SHORT PROBLEM: Continue the biographical article on the playwright Robert Bolt, picking up directly after its final sentence.

SUPPLIED TEXT:
————————
- Born: 15 August 1924 Sale, Cheshire, England
- Died: 20 February 1995 (aged 70) Chichester, Sussex, England
- Education: Manchester Grammar School; University of Manchester; University of Exeter
- Spouses: ; Celia Ann "Jo" Roberts ​ ​(m. 1948; div. 1963)​ ; Sarah Miles ​ ​(m. 1967; div. 1976)​ ; ​ ​(m. 1988)​ ; Ann Queensberry ​ ​(m. 1980; div. 1985)​
- Children: 4
- Writing career
- Notable works: Screenplays; Lawrence of Arabia (1962); Doctor Zhivago (1965); A Man for All Seasons (1966); Ryan's Daughter (1970); The Mission (1986); Plays; A Man for All Seasons (1960); Vivat! Vivat Regina! (1971);

= Robert Bolt =

English playwright (1924–1995)

Robert Oxton Bolt (15 August 1924 – 20 February 1995) was an English playwright and a screenwriter, known for writing the screenplays for Lawrence of Arabia, Doctor Zhivago, and A Man for All Seasons, the latter two of which won him the Academy Award for Best Adapted Screenplay. He also was the recipient of a Tony Award, two BAFTA Awards, and three Golden Globe Awards, in addition to nominations for a Primetime Emmy Award and a Laurence Olivier Award.
————————
DATASET CONTENT:
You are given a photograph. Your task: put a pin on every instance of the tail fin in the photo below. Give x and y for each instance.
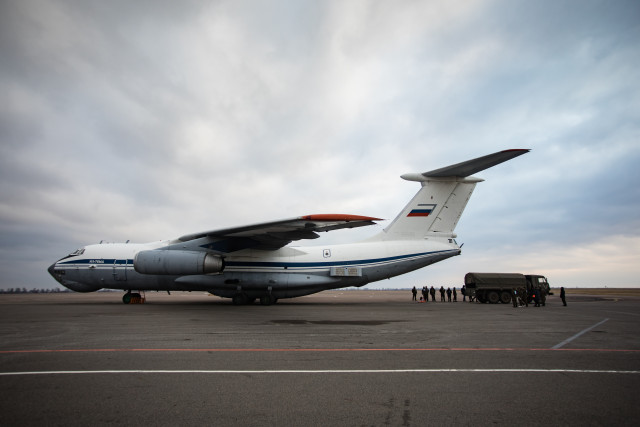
(438, 205)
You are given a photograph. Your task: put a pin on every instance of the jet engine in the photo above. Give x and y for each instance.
(177, 263)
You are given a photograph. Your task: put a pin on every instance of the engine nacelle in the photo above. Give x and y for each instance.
(177, 263)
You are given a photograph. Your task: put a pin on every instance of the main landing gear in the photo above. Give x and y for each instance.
(244, 299)
(133, 298)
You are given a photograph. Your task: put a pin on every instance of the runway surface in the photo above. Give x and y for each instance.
(334, 358)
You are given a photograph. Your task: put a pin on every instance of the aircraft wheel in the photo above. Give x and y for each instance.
(493, 297)
(240, 299)
(267, 300)
(505, 297)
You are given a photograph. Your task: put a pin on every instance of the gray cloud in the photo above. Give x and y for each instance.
(155, 119)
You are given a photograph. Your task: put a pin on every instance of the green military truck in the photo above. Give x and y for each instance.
(497, 287)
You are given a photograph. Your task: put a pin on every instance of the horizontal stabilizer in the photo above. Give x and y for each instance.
(467, 168)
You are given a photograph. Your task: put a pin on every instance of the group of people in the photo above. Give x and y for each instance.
(519, 297)
(432, 291)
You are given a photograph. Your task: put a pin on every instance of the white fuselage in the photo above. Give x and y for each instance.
(286, 272)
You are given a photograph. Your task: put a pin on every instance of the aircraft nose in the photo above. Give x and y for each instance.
(51, 271)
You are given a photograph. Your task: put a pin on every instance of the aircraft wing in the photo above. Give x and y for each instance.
(276, 234)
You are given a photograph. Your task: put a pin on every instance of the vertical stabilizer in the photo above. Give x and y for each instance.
(437, 207)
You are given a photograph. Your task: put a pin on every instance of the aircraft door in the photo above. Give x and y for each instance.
(120, 270)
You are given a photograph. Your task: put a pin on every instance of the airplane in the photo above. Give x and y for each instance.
(256, 262)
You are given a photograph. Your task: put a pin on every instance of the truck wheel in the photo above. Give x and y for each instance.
(493, 297)
(505, 297)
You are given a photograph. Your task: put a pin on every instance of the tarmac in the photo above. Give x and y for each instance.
(362, 358)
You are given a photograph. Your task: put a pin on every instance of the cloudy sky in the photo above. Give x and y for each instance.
(148, 120)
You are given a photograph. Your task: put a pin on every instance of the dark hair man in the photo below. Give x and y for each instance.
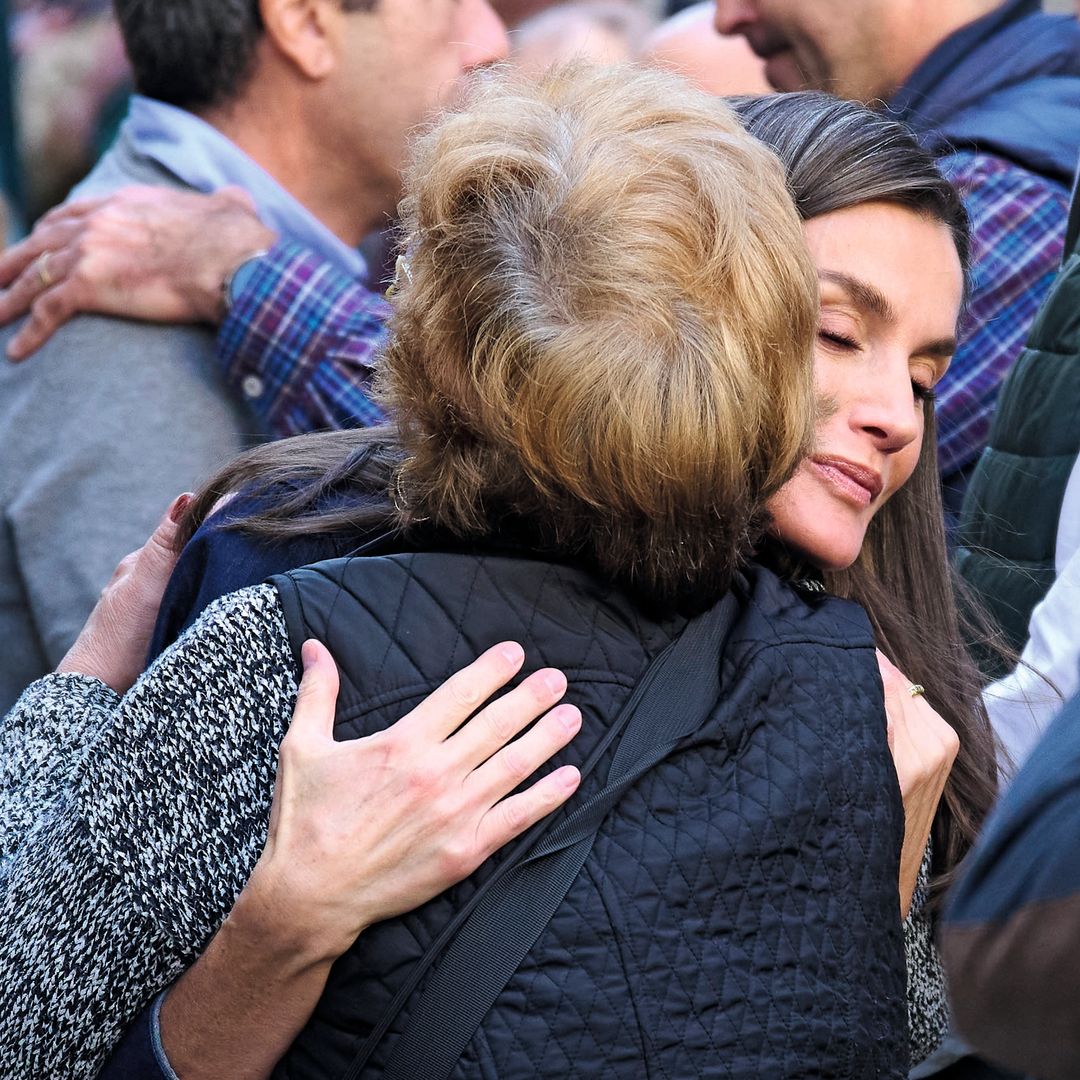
(305, 104)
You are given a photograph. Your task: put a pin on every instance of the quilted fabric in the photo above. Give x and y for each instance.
(738, 914)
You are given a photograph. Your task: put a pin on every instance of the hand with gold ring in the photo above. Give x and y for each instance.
(142, 253)
(923, 748)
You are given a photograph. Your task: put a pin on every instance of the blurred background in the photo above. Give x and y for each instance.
(64, 80)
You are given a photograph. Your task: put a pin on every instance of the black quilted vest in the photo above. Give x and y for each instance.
(738, 914)
(1009, 524)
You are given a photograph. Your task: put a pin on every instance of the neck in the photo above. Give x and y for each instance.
(926, 25)
(305, 170)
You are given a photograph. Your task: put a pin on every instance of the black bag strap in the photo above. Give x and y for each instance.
(672, 700)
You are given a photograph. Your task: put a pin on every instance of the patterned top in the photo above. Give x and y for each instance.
(129, 826)
(1017, 225)
(299, 343)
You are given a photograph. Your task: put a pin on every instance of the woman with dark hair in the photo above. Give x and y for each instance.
(545, 298)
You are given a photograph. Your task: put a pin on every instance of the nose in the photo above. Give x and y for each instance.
(888, 410)
(485, 39)
(733, 16)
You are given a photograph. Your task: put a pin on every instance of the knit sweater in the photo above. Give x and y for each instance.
(126, 834)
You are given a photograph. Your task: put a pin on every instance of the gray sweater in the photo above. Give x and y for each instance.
(98, 432)
(129, 826)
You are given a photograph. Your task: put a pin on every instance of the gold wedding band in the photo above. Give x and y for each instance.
————————
ANSWER:
==Career==
He was born in Sale, Cheshire, to Methodist parents; his father owned a small furniture shop. At Manchester Grammar School his affinity for Sir Thomas More first developed. After leaving school aged sixteen, he worked in an insurance office, which he disliked; after studying in the evening for five weeks he passed three A-levels and went on to attend the University of Manchester, from which, after a year, he undertook wartime service, initially as a pilot officer candidate in the RAF (air-sickness preventing him from continuing past training) from 1943 to 1946. He then served as an Army officer in West Africa until 1947, when he returned to the University of Manchester and spent three years completing his honours degree in history. Following this, he took a teaching diploma from the University of Exeter. For many years he taught in the English and History departments at Millfield School and only became a full-time writer at the age of 33 when his play The Flowering Cherry was staged in London in 1958, with Celia Johnson and Ralph Richardson.

He first earned notice for his original play A Man for All Seasons – a depiction of Sir Thomas More's clash with King Henry VIII over his divorce from Catherine of Aragon – which won awards on the stage and in its film version, though subsequently most of his writing was screenplays for films or television.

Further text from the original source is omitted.